(Source passage)

Deanna D’Alessandro is an ARC Future Fellow and Professor within the School of Chemistry at the University of Sydney specialising in materials chemistry. She has over 16 years professional experience in carbon capture, working primarily in Australia and the United States. Over the past decade, Deanna has built her research team at the University of Sydney which is recognised for its expertise in both fundamental and applied aspects of Metal-Organic Framework materials. She is passionate about interdisciplinary efforts to address climate change through Negative Emissions technologies such as Direct Air Capture, and is helping to drive the Net Zero Initiative’s Carbon Removals pillar.

Katherine Owens (Chair) is a Senior Lecturer at the University of Sydney Law School. Her research focuses on how law and governance can enable innovation and ecologically sustainable transformation, particularly in the context of climate and water governance. Before joining the University of Sydney in 2015, Katherine practised for a number of years in State Government and leading commercial firms in Australia and New Zealand, specialising in environmental and planning law.

(Stated task) Copy the passage from the profiles of the two University of Sydney academics, starting at "Katherine Owens (Chair) is" and ending at "and planning law.".

(Material provided)
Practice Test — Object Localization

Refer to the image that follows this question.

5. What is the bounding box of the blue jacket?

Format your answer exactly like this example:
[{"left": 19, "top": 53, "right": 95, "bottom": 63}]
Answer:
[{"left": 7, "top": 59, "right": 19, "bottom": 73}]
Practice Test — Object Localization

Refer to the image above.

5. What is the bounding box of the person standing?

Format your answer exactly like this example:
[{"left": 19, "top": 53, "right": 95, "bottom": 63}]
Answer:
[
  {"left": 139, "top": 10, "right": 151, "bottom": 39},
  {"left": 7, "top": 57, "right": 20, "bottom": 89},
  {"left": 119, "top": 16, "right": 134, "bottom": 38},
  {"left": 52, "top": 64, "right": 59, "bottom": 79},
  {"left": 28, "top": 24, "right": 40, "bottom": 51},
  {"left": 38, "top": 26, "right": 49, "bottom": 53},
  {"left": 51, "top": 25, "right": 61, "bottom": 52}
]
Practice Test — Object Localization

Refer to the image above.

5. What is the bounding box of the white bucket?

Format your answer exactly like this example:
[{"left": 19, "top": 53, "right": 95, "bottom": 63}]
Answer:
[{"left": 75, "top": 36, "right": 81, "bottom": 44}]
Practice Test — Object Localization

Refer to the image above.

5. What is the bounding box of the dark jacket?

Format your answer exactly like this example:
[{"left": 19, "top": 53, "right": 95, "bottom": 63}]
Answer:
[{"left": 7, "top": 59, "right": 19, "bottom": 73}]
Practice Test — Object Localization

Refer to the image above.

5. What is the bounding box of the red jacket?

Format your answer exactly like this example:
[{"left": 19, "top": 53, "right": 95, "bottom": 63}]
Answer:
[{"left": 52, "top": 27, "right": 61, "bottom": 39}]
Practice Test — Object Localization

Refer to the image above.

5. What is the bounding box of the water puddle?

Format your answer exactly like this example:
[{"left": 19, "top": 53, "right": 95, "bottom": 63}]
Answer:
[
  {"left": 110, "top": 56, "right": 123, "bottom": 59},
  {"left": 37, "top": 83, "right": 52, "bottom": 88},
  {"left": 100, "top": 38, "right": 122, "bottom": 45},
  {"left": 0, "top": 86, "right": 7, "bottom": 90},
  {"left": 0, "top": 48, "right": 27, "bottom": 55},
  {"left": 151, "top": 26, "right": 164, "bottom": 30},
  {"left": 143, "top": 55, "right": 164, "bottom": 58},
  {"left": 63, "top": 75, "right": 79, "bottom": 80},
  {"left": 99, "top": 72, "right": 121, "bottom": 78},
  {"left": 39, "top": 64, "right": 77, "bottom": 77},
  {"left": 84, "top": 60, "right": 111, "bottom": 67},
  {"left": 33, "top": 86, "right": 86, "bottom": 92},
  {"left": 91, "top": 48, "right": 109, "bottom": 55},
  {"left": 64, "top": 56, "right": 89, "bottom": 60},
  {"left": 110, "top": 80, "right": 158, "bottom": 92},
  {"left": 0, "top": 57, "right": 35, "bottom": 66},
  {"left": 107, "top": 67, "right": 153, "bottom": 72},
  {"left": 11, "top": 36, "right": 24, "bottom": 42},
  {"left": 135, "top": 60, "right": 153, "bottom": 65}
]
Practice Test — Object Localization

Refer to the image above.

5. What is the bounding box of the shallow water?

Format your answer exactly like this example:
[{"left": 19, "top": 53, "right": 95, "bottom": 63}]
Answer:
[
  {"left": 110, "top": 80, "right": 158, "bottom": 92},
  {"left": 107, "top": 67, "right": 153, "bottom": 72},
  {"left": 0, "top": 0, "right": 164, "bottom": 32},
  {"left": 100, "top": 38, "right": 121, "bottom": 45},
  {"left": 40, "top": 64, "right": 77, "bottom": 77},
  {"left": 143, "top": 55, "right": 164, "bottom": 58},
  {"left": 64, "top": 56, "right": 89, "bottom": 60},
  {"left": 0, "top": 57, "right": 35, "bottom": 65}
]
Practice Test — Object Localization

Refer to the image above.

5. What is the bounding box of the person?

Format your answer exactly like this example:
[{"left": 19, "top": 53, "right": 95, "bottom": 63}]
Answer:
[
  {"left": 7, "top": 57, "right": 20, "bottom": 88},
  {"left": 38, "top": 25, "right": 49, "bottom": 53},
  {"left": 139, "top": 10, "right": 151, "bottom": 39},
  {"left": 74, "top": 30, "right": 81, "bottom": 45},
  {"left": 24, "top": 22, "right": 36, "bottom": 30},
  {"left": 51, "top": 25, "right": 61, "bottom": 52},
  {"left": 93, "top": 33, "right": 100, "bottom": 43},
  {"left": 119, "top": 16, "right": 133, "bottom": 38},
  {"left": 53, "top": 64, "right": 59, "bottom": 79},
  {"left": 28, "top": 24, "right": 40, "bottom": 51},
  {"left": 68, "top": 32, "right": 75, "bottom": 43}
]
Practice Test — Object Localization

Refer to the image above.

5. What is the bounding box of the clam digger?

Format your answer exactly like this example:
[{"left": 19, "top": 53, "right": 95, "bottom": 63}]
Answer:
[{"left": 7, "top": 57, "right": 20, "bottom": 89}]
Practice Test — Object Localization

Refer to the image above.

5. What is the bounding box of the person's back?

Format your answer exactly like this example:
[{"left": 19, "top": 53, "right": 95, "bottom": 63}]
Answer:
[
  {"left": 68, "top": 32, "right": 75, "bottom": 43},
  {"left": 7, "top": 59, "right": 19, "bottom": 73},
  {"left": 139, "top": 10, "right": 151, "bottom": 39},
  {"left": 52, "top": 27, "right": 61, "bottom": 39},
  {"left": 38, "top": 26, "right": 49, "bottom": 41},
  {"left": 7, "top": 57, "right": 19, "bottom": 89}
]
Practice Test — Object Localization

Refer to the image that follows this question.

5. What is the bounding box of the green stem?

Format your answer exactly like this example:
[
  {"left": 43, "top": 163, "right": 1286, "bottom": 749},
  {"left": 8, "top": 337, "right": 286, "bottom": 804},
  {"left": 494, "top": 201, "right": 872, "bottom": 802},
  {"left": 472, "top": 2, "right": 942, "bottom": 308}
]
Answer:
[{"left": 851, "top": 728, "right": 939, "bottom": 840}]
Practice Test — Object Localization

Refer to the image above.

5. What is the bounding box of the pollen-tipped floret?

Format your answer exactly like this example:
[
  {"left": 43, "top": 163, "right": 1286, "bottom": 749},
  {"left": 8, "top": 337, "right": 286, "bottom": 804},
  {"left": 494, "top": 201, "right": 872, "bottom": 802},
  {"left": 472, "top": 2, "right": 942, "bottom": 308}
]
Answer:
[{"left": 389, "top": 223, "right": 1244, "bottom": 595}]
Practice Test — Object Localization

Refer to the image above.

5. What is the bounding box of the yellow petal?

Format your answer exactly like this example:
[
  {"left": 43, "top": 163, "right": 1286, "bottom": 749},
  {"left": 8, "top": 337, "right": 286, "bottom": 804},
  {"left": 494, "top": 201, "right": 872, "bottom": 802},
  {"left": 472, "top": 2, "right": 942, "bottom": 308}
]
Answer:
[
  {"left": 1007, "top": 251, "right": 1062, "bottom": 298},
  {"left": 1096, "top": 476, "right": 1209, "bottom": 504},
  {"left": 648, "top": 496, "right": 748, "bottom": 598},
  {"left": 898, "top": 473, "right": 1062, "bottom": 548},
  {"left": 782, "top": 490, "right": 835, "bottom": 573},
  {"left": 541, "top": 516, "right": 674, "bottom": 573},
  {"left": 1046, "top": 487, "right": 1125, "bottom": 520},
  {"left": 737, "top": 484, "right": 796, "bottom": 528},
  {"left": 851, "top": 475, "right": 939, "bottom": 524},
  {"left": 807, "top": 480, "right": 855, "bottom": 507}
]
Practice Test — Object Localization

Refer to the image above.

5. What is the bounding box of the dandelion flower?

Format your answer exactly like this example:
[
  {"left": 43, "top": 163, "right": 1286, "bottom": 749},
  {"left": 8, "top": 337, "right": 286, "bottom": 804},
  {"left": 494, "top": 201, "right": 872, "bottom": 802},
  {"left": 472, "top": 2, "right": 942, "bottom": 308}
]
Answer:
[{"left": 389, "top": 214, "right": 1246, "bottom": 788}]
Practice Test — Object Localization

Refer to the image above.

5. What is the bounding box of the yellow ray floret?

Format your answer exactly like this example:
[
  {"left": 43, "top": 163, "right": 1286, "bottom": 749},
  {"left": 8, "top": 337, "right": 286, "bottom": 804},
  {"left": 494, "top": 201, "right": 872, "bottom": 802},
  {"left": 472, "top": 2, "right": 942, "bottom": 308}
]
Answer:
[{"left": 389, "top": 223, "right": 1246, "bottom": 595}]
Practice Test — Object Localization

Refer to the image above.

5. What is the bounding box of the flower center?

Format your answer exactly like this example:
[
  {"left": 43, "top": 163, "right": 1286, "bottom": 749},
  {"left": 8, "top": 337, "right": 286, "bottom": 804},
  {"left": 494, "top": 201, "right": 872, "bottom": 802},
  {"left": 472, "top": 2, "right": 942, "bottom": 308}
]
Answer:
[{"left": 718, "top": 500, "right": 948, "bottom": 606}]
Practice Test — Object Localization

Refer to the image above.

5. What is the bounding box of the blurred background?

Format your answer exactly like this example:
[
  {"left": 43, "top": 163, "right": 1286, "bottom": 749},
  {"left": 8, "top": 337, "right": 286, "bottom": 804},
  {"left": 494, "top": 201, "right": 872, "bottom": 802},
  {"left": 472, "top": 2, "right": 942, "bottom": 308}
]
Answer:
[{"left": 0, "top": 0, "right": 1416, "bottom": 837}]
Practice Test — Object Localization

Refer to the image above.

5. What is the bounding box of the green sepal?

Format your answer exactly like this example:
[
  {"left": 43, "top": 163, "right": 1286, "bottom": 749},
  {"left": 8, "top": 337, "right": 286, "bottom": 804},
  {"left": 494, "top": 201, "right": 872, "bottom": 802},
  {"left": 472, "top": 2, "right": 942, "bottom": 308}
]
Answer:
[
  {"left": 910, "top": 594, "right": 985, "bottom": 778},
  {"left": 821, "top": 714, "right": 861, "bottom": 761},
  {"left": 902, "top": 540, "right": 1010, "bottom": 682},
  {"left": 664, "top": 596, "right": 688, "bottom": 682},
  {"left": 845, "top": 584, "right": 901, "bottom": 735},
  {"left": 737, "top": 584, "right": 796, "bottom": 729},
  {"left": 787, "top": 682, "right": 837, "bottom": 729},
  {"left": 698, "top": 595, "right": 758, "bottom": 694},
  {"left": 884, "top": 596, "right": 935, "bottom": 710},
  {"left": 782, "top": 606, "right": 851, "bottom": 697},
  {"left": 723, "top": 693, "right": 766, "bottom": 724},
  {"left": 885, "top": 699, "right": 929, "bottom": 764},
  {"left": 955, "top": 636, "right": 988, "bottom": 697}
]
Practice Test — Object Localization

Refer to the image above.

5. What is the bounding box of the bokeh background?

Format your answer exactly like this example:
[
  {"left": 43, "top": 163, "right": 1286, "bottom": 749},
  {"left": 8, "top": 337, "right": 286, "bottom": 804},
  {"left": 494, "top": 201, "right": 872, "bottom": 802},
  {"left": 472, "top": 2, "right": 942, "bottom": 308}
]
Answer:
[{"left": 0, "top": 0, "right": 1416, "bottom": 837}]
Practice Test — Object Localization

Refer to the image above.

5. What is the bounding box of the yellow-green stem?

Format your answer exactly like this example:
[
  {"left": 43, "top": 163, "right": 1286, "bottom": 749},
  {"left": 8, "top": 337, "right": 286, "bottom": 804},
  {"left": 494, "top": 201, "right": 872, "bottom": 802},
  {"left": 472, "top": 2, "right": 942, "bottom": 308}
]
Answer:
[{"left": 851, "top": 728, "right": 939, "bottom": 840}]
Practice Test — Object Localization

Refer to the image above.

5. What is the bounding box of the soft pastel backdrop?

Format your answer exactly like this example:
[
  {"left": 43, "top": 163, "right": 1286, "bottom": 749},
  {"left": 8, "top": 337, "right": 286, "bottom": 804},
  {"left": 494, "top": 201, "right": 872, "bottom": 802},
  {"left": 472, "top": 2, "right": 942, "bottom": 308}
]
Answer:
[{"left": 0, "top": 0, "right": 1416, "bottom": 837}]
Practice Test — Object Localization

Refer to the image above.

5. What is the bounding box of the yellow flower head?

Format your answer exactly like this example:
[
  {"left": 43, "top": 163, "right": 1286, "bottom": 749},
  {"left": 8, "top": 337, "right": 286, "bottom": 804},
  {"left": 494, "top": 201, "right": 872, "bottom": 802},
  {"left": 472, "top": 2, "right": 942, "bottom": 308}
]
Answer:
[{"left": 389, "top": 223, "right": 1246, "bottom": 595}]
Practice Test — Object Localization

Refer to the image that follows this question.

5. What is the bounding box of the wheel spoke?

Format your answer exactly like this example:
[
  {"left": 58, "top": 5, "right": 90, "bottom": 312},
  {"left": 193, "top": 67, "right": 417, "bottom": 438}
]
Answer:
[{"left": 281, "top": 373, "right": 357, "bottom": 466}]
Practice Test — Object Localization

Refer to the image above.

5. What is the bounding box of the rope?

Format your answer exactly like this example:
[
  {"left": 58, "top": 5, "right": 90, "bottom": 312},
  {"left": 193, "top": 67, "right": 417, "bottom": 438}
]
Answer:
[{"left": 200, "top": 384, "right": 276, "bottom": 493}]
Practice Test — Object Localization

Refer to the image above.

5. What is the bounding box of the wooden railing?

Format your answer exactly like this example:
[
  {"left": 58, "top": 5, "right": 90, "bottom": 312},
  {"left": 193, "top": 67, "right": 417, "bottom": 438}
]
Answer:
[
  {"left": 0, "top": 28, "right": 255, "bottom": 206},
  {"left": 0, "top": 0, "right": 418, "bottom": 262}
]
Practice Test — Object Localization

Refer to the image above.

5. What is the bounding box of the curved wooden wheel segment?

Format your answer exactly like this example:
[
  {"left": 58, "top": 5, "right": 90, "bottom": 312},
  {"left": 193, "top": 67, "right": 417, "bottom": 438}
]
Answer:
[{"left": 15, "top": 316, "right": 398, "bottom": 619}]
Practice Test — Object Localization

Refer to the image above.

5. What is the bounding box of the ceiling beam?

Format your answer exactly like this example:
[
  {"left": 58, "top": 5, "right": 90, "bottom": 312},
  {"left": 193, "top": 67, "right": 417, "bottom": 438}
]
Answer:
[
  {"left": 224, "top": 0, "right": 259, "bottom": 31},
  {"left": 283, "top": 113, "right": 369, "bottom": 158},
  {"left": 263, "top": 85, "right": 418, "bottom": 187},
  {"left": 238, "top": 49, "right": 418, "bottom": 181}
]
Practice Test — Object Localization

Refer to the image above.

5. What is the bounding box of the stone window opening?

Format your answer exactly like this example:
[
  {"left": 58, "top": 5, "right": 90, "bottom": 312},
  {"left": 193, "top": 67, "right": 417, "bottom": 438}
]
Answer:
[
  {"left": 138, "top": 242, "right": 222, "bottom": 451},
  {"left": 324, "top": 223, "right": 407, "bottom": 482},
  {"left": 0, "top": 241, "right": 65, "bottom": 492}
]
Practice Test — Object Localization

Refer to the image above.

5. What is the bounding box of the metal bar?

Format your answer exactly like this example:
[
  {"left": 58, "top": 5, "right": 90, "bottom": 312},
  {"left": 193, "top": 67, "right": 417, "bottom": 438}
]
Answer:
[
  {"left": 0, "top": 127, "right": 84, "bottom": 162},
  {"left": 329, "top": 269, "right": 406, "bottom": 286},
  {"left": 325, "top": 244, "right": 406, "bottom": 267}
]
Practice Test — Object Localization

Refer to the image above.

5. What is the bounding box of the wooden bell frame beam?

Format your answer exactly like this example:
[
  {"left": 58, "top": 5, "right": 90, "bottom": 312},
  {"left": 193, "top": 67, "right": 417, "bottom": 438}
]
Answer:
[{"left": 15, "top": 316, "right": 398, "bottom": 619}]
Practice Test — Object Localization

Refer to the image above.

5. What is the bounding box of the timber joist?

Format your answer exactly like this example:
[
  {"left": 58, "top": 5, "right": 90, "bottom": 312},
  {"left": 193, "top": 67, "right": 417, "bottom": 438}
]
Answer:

(Correct response)
Katherine Owens (Chair) is a Senior Lecturer at the University of Sydney Law School. Her research focuses on how law and governance can enable innovation and ecologically sustainable transformation, particularly in the context of climate and water governance. Before joining the University of Sydney in 2015, Katherine practised for a number of years in State Government and leading commercial firms in Australia and New Zealand, specialising in environmental and planning law.